Document segment ->
++++++++++
We were readily able to prepare micrometer‐thick, free‐standing samples from the copolymer by peeling off drop‐cast films from a glass substrate. The copolymer is considerably stronger compared to neat p(g₄2T‐T), as evidenced by a knot tied into a ribbon cut from a drop‐cast copolymer film (Figure  3a). We studied the thermomechanical properties of the copolymer both with tensile testing and DMA. The tensile storage modulus of the copolymer has a value of E ≈25 MPa at room temperature (value from single measurement shown in Figure 3a). A strain at break of ε _break ≈95% indicates that the copolymer is able to undergo significant plastic deformation. DMA measured in tensile mode revealed that E′ drops from 1.2 GPa at −70 °C to 7 MPa at 40 °C (Figure 3b).

Figure 3.

a) Tensile stress–strain curve of a free‐standing p[p(g₄2T‐T)‐co‐U] film (inset: photograph of a knotted p[p(g₄2T‐T)‐co‐U] ribbon). b) Storage and loss modulus, E′ and E″, of free‐standing p[p(g₄2T‐T)‐co‐U] measured with DMA from −70 to 40 °C.

2.4. Electrochemical Swelling

We used swelling experiments to confirm the presence of a reinforcing network in the p[p(g₄2T‐T)‐co‐U] copolymer. Recent studies have shown that polythiophenes with oligoethylene glycol side chains undergo considerable active swelling exceeding 100% during electrochemical oxidation.^{[ 28} , ^{45 ]} Our setup consisted of a carbon filament working electrode coated with a ≈2 µm thick layer of the homopolymer or the copolymer, which was submerged in an aqueous KCl electrolyte solution together with a Pt counter electrode and an Ag/AgCl reference electrode (cf. Experimental Section for details). Application of a positive potential of up to +0.8 V versus Ag/AgCl resulted in oxidation of the polymer layer, accompanied by ingression of Cl⁻ counterions that are surrounded by a water hydration shell, which leads to a sizable volume increase. We monitored the degree of swelling as a function of oxidation/reduction cycle by applying a potential of ±0.8 V versus Ag/AgCl. Very little passive swelling, less than 1%, is observed for both polymers (Figure S8, Supporting Information). For neat p(g₄2T‐T) a relative volume change of ΔV ≈100% (i.e., the volume change upon swelling with respect to the previous minimum contracted state) increased to ΔV ≈125% during the 5th electrochemical cycle. Instead, the ability of the p[p(g₄2T‐T)‐co‐U] copolymer to expand is lower with only ΔV ≈38% during the 1st electrochemical cycle and ΔV ≈33% during the 5th cycle (Figure  4 ). Both polymers exhibit an irreversible volume change, i.e., they do not return to the initial state when electrochemically reduced. The irreversible change tends to stabilize at the 5th cycle for p(g₄2T‐T), while the copolymer stabilizes already at the 3rd cycle. Such a behavior has been observed before for similar materials like p(g₃T2)^{[ 45 ]} as well as for hydrogels, where it has been described as a conditioning effect due to nonrecoverable changes in the polymer network.^{[ 46 ]} We argue that the presence of urethane domains allows the copolymer to resist extensive swelling and renders the polymer matrix more stable, which is in agreement with the presence of a reinforcing network that we inferred from our thermomechanical analysis.
++++++++++
Given data ->
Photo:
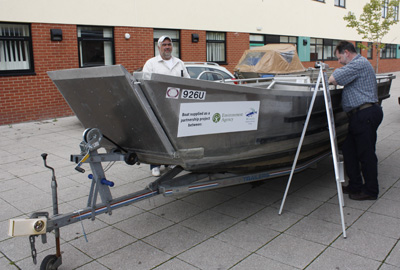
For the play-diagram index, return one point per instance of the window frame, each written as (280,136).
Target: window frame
++++++++++
What to work on ->
A. From the copolymer passage, copy the text word for word, beginning at the words "a) Tensile stress–strain" and stopping after "from −70 to 40 °C.".
B. In the copolymer passage, what relative volume change did the copolymer show during the 5th electrochemical cycle?

Results in order ->
A.
a) Tensile stress–strain curve of a free‐standing p[p(g₄2T‐T)‐co‐U] film (inset: photograph of a knotted p[p(g₄2T‐T)‐co‐U] ribbon). b) Storage and loss modulus, E′ and E″, of free‐standing p[p(g₄2T‐T)‐co‐U] measured with DMA from −70 to 40 °C.

B. About 33%.